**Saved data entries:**
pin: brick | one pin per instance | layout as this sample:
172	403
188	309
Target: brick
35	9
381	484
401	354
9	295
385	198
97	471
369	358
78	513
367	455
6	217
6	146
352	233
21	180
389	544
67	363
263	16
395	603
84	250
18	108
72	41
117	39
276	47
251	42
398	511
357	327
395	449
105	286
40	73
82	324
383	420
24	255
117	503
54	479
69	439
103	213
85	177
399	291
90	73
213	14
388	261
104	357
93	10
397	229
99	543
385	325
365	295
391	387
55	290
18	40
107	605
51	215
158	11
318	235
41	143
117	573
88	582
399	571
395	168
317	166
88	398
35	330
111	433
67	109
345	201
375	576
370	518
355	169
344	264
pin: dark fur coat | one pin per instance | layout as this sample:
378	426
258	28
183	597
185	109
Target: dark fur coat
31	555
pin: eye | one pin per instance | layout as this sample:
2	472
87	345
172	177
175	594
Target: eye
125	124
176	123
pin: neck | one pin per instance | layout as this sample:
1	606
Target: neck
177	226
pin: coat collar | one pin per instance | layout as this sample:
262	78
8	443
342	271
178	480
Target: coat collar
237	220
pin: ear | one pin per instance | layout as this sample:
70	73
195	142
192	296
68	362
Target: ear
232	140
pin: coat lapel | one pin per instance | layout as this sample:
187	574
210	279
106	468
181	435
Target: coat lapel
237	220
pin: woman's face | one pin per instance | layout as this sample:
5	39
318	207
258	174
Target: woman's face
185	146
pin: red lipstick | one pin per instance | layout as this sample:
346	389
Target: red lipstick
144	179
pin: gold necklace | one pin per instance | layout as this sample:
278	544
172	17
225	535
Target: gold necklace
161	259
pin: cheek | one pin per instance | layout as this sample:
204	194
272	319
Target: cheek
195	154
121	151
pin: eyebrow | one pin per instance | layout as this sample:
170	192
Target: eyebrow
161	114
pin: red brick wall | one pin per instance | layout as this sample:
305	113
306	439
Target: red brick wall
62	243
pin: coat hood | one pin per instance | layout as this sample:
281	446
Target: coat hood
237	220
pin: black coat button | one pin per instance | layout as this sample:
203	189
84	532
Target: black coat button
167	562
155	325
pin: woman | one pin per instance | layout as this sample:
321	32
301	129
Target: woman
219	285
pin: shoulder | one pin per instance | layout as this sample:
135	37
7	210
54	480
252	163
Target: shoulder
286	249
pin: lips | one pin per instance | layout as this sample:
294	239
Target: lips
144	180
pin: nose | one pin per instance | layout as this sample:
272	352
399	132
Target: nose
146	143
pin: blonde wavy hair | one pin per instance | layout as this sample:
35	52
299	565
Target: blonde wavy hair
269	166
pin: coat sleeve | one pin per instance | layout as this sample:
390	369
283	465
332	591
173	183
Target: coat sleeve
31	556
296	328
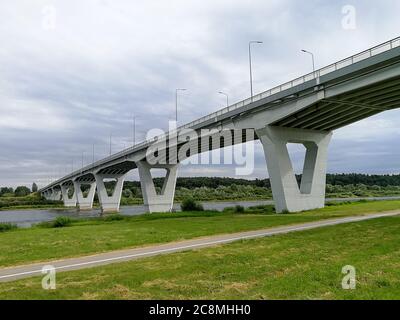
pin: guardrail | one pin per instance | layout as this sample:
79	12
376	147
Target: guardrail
288	85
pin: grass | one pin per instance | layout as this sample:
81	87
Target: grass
84	237
7	227
301	265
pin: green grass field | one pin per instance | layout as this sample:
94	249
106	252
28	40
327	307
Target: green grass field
301	265
36	244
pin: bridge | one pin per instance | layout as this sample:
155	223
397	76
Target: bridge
306	111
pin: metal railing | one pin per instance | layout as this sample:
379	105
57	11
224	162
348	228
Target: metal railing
288	85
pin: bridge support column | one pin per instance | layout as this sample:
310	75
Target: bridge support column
55	194
109	203
47	195
285	190
84	203
68	202
154	202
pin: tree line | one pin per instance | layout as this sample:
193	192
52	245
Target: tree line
343	179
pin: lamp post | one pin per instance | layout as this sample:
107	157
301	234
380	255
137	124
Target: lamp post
312	57
227	97
134	131
110	142
251	71
176	104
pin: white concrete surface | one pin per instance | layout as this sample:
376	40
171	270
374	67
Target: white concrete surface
286	192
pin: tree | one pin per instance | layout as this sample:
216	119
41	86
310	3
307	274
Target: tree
22	191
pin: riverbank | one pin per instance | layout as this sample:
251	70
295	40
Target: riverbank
113	232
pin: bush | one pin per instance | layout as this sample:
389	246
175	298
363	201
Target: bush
61	222
189	204
7	227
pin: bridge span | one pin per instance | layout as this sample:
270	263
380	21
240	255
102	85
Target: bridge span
306	110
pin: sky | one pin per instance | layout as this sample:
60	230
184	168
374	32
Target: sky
72	73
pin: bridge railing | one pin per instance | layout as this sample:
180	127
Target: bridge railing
288	85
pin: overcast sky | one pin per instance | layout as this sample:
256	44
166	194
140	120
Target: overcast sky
72	72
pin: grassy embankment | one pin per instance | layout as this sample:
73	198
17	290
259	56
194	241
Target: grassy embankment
301	265
232	192
114	232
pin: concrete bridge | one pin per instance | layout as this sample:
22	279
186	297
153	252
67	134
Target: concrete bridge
306	111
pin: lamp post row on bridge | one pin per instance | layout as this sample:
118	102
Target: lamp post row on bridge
183	89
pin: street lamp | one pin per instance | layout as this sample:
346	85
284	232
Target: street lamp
227	97
251	73
312	57
176	104
134	130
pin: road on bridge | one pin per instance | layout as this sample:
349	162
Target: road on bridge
24	271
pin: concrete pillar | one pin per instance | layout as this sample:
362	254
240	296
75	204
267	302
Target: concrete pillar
67	201
285	190
47	195
56	195
84	203
154	202
109	203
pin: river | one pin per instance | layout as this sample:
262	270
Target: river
29	217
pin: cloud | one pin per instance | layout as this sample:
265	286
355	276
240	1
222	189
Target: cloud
73	72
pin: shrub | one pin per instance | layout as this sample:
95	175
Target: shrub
7	227
189	204
61	222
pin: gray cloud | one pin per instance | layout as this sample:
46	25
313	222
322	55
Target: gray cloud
65	89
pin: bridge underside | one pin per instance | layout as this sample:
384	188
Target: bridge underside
339	111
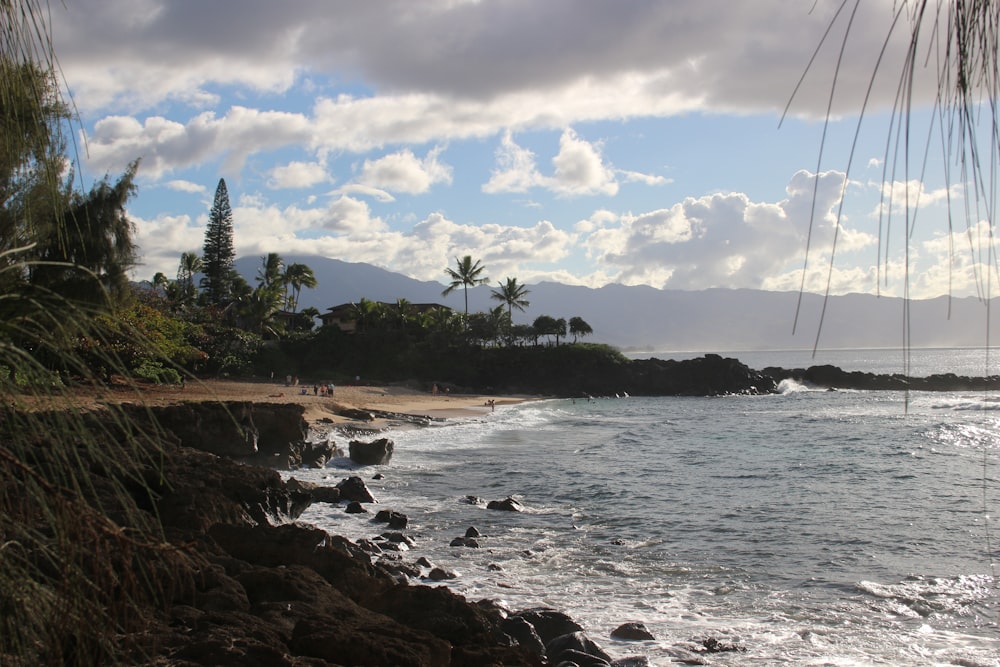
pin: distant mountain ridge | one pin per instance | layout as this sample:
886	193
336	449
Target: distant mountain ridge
643	318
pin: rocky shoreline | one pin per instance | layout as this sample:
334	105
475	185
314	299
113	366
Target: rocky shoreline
234	579
251	586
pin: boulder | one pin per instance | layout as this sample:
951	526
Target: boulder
354	507
470	542
318	493
378	452
570	648
360	415
396	520
508	504
441	574
261	432
523	632
632	632
548	623
354	489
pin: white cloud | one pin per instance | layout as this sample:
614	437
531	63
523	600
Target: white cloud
298	175
405	172
709	54
185	186
721	240
578	169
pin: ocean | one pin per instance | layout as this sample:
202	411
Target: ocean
804	528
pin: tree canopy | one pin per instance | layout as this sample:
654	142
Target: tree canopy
219	251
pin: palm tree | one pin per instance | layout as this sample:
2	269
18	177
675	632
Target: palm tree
270	271
466	274
298	276
512	294
579	327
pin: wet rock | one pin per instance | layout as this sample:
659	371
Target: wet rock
397	538
354	507
632	661
713	645
354	488
548	623
523	632
377	452
469	542
318	493
441	574
508	504
576	647
396	520
632	632
360	415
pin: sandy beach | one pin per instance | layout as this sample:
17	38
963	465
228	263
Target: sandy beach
380	398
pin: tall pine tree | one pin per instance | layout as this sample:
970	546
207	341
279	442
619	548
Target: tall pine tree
218	254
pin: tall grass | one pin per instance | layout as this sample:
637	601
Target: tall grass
78	545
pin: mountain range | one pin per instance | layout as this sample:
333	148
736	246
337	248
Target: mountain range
646	319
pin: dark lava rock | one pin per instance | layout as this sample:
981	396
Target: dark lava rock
378	452
506	505
548	623
632	631
571	647
354	488
470	542
396	520
440	574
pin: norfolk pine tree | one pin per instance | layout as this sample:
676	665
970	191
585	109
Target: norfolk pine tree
219	253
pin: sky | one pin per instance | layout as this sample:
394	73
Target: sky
586	142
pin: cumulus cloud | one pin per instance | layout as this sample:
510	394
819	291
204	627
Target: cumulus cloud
719	240
718	55
578	169
185	186
405	172
297	175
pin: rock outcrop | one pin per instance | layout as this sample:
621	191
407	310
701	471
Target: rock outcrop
377	452
831	377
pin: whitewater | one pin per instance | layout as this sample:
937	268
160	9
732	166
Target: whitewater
805	528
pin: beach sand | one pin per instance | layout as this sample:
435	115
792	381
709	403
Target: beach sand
382	398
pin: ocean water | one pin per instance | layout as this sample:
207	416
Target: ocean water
806	528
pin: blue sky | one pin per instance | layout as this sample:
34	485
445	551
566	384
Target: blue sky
580	141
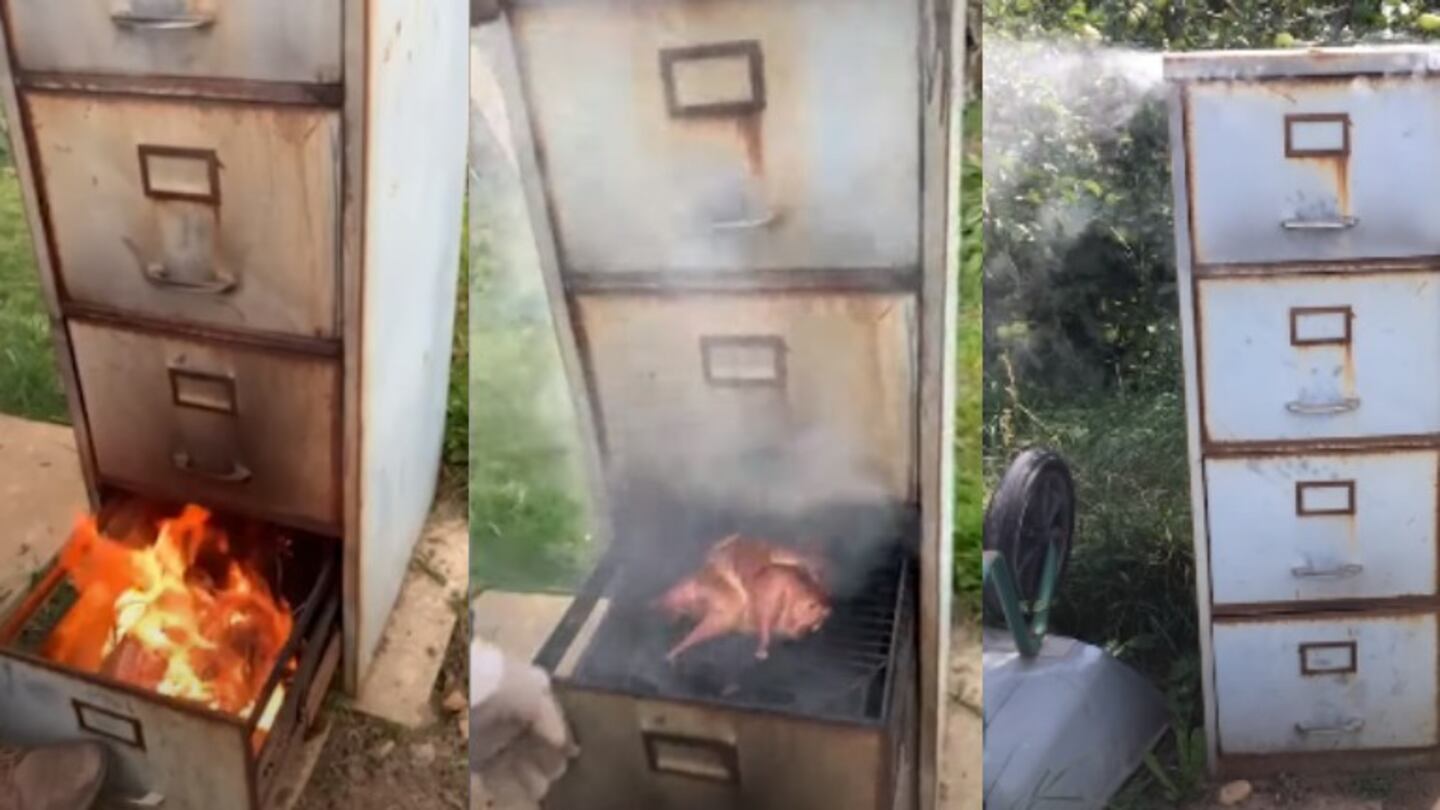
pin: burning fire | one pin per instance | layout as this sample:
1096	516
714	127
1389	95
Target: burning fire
180	616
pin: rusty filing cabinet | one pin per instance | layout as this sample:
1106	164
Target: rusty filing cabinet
742	215
245	216
1309	276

**What is required:**
Using the records above, copy exactly and only the lines from the line with "pin: ocean |" through the end, both included; leave every picture out.

**Output of the exercise:**
pin: ocean | one pin per instance | layout as this sample:
202	411
Target: ocean
804	528
pin: tree canopy | one pin per instance | layout as this sample:
654	142
Target: tree canopy
219	251
pin: palm tree | one pin per instance | layout as this sample:
2	269
18	177
675	632
Target: palm tree
270	271
466	274
298	276
512	294
579	327
pin: wet rock | one pin per instance | layout as this sample:
659	371
Target: wet rock
397	538
354	507
632	661
713	645
354	488
548	623
523	632
377	452
469	542
318	493
441	574
508	504
576	647
396	520
632	632
360	415
pin: sandy beach | one pin per instance | layout as this sample:
17	38
963	465
228	263
Target: sandy beach
380	398
pin: tall pine tree | one pin per instance | layout as this sample:
970	546
207	341
279	442
619	548
Target: tall pine tree
218	254
pin: tall grass | one pin per instance | layout as this sample:
637	601
Target: tall grass
78	545
pin: mountain range | one pin per instance | layout as this sample:
333	148
736	246
337	248
Target: mountain range
646	319
pin: dark lava rock | one pin per instance | layout as this sample:
981	396
Target: dark lava rock
378	452
506	505
548	623
632	631
571	647
354	488
470	542
396	520
440	574
pin: norfolk pine tree | one pin per instance | layout as this sample:
676	665
970	191
585	109
Target: norfolk pine tree
219	253
pin: sky | one pin per instance | layout as this sample:
394	73
Target: sky
586	142
pin: cumulus cloud | one pin per instance | layout as this sample:
510	394
819	291
204	627
Target: cumulus cloud
719	240
718	55
578	169
185	186
405	172
297	175
pin: rock outcrop | one pin per instance | layout as this sample:
621	191
407	310
701	471
Target: rock outcrop
377	452
831	377
pin: whitewater | one pin per instance | layout as this sample:
937	268
160	9
732	166
Target: whitewater
805	528
pin: beach sand | one pin per instance | layout as this sample:
435	115
792	381
709	403
Target: beach sand
382	398
pin: ocean water | one pin per instance | layout as this sample:
207	416
Target: ocean water
806	528
pin: blue sky | one pin per instance | layout as this sample:
34	485
445	551
566	384
Target: blue sky
580	141
pin: burning fire | one pin per instance | layout as this sample:
1096	516
714	127
1389	95
Target: burning fire
180	616
pin: rusty filing cabinet | one pin per instance | layout as this sample:
1106	164
Target: rusty filing cabinet
742	215
245	216
1309	276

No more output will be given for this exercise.